## Document
########

Surprisingly, the best dish wasn’t even a dessert but the Very Soft French Omelet, which had the texture of omu rice without the rice. It came topped with truffle butter, was served with an herb biscuit, and was so good that it made me question why Chika was making desserts at all. Our final dish of the night—which, as with the omelet, we ordered in addition to the three-course cheesecake menu—was a plate of pink peppercorn ice cream that I found disturbing only because of how much it literally tasted like peppercorn.
But the food, bloody or otherwise, didn’t even really matter: the cuteness of the bar ultimately took precedence. The entire space could fit about twenty people comfortably, with most of the seats lining the bar, which doubled as an open kitchen. Chika Tillman, a kind of silent spectacle, prepared every dish herself there, while wearing a signature bonnet that she’d had specially made from the pattern of a baby’s hat, while her bow-tied husband (a former jazz musician) served the food on an assortment of heavily patterned china (he let me come to the storage space in the back to handpick my teacup). During the hours I sat at the bar, multiple regulars came to check in with Chika, among them a former sous-chef from Bar Masa who insisted, graciously, that I take a picture of his dessert (something served in a tiny Crockpot). If it wasn’t for my deep-seated fear of intimacy, I imagined, half-delirious from the wound in my mouth, that I would like to become one of them someday—a regular.

########

## Provided records
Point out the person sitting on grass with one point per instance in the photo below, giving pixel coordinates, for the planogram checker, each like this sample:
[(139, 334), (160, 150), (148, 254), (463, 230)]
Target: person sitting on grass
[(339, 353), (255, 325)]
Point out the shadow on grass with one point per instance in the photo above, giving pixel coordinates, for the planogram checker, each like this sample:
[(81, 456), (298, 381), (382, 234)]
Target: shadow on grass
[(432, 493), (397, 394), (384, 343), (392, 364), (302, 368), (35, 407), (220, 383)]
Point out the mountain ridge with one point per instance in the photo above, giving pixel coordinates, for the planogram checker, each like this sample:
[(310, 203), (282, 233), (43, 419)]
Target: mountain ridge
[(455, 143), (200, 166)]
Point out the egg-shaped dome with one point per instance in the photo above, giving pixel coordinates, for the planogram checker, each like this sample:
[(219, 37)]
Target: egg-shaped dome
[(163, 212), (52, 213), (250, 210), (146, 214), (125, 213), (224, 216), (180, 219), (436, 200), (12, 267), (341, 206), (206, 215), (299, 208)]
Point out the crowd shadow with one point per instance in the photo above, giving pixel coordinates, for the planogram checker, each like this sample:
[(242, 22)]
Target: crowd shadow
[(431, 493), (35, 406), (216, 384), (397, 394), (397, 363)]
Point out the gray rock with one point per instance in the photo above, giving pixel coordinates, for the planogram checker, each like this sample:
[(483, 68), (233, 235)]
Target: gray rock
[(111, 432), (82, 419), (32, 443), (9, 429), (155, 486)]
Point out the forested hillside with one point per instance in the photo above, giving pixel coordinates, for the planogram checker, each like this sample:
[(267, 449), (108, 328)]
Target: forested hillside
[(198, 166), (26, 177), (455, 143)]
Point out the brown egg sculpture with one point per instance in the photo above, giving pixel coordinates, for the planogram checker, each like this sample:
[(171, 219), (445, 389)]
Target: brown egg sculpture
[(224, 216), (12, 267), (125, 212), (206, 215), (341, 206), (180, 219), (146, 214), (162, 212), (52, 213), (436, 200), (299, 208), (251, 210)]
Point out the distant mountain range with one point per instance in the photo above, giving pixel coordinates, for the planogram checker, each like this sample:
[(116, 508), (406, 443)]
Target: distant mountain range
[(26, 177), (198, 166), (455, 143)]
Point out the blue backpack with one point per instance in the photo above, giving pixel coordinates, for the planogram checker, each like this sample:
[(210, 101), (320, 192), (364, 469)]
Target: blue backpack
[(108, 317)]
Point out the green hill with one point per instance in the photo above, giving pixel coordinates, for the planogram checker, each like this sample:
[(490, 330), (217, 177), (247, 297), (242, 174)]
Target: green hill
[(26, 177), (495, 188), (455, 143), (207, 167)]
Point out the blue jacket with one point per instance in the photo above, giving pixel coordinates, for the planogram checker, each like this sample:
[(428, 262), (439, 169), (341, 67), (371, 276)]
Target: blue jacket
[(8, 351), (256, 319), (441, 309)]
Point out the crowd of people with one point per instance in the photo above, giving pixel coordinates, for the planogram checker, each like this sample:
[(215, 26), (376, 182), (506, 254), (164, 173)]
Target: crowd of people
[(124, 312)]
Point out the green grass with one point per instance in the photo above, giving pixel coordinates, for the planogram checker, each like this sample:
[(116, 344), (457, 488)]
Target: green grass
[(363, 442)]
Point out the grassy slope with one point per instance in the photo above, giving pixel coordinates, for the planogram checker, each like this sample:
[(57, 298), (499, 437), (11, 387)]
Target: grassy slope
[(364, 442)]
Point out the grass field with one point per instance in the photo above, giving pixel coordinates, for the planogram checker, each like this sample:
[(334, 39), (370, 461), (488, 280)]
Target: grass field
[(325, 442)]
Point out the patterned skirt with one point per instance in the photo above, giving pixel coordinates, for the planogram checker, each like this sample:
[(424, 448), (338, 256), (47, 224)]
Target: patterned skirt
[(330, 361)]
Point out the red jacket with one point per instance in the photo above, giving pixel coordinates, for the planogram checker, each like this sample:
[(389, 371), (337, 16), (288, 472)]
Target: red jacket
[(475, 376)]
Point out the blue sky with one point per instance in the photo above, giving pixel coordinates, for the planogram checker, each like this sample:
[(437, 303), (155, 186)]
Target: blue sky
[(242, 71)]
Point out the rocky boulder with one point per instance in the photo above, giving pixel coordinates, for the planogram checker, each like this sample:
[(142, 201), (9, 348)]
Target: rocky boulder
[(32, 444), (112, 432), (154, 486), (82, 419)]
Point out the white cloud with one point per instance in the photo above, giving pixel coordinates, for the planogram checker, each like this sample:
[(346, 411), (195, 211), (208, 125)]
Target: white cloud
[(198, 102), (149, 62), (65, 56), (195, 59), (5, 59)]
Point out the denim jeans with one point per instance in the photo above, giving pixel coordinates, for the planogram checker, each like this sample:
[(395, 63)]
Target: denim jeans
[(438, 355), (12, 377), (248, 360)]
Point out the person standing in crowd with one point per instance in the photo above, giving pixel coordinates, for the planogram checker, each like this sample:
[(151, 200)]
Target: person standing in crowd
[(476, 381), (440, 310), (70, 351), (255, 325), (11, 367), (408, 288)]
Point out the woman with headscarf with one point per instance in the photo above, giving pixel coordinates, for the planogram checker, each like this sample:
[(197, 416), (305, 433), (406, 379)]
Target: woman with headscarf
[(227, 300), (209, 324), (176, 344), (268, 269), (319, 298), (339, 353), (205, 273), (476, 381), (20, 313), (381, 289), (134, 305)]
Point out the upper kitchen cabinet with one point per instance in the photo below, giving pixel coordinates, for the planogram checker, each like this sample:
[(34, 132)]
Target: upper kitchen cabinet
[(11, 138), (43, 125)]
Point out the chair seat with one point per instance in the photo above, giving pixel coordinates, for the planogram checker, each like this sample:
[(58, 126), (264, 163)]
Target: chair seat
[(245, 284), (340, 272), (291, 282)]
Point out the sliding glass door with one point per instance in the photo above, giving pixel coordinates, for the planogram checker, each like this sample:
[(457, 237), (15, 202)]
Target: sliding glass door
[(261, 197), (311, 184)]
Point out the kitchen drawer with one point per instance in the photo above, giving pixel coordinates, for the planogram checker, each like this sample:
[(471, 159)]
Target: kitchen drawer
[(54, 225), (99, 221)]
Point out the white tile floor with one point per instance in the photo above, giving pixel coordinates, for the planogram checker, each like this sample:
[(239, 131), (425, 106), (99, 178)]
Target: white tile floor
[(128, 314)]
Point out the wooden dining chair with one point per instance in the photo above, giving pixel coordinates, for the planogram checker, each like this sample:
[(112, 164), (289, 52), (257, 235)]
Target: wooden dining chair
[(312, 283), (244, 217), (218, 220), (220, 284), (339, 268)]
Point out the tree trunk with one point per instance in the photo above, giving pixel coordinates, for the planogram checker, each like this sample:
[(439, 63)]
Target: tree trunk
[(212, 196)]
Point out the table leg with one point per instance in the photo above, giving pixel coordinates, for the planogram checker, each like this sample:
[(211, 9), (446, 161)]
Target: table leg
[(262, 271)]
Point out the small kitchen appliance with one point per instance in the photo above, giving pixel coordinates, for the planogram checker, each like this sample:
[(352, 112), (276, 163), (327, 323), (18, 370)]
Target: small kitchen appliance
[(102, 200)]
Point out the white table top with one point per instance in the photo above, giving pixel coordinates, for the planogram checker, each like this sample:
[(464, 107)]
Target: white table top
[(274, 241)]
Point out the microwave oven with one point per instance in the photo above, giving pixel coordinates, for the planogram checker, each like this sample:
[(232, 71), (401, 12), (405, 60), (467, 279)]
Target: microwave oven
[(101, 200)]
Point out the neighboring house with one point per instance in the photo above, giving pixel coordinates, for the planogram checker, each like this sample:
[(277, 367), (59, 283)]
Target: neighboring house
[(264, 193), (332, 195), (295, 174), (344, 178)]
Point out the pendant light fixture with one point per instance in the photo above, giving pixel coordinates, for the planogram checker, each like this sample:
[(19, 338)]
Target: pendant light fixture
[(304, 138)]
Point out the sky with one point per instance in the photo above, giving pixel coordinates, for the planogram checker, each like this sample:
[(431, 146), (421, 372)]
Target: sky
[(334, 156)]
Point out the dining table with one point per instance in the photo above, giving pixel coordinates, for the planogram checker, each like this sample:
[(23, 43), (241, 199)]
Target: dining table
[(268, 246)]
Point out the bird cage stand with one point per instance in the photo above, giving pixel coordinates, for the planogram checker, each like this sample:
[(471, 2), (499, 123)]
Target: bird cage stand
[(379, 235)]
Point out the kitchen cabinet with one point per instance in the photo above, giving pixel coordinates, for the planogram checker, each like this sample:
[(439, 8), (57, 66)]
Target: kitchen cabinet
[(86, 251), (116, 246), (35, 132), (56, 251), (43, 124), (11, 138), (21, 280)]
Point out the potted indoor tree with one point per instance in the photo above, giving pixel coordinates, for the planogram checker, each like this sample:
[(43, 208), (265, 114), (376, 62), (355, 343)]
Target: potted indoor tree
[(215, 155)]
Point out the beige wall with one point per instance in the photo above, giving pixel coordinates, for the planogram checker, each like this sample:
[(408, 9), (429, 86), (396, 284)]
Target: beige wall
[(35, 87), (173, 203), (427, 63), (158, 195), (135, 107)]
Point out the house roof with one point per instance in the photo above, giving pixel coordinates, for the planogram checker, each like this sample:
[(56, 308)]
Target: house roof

########

## Instructions
1. Can you repeat word for word the part of the dessert bar review that opens with the words containing "Surprisingly, the best" and closes with "tasted like peppercorn."?
2. Go on with the dessert bar review, picking up right after its last sentence.
You won't need the records for anything here.

## Replies
1.
Surprisingly, the best dish wasn’t even a dessert but the Very Soft French Omelet, which had the texture of omu rice without the rice. It came topped with truffle butter, was served with an herb biscuit, and was so good that it made me question why Chika was making desserts at all. Our final dish of the night—which, as with the omelet, we ordered in addition to the three-course cheesecake menu—was a plate of pink peppercorn ice cream that I found disturbing only because of how much it literally tasted like peppercorn.

2.
—Patrick McGraw
Cafe Spaghetti is my favorite restaurant in New York. There is not really any competition. I started going last summer, shortly after it opened, because I liked the name. There is something delightfully kindergartenish to me about it, a sort of childlike simplicity. I liked telling people, “Meet me at Cafe Spaghetti!” Who could get tired of saying that? (Maybe you. Not me; I’m always saying that.) The ambiance sort of matches the name: there are posters on the wall that range from extremely fun (Louis Armstrong eating spaghetti) to outright tacky (a fake license plate that says Italy). There is a large backyard—previously tented, now walled in glass, open in the summertime—with a blue Vespa in the center. There is a funny little faux shrine to the Virgin Mary or to the pasta gods. As it turns out, the food at Cafe Spaghetti is actually quite good. It helps that my favorite food is pasta, but this is really, really good pasta: cavatelli drizzled with balsamic, spicy crab linguine, a delicious Bolognese topped with a huge glob of ricotta that I ate all winter long. Because, indeed, I kept going back, again and again, until I became that wonderful thing, a regular, greeted by name and occasionally given free glasses of amaro or ricotta toast with pistachios on top.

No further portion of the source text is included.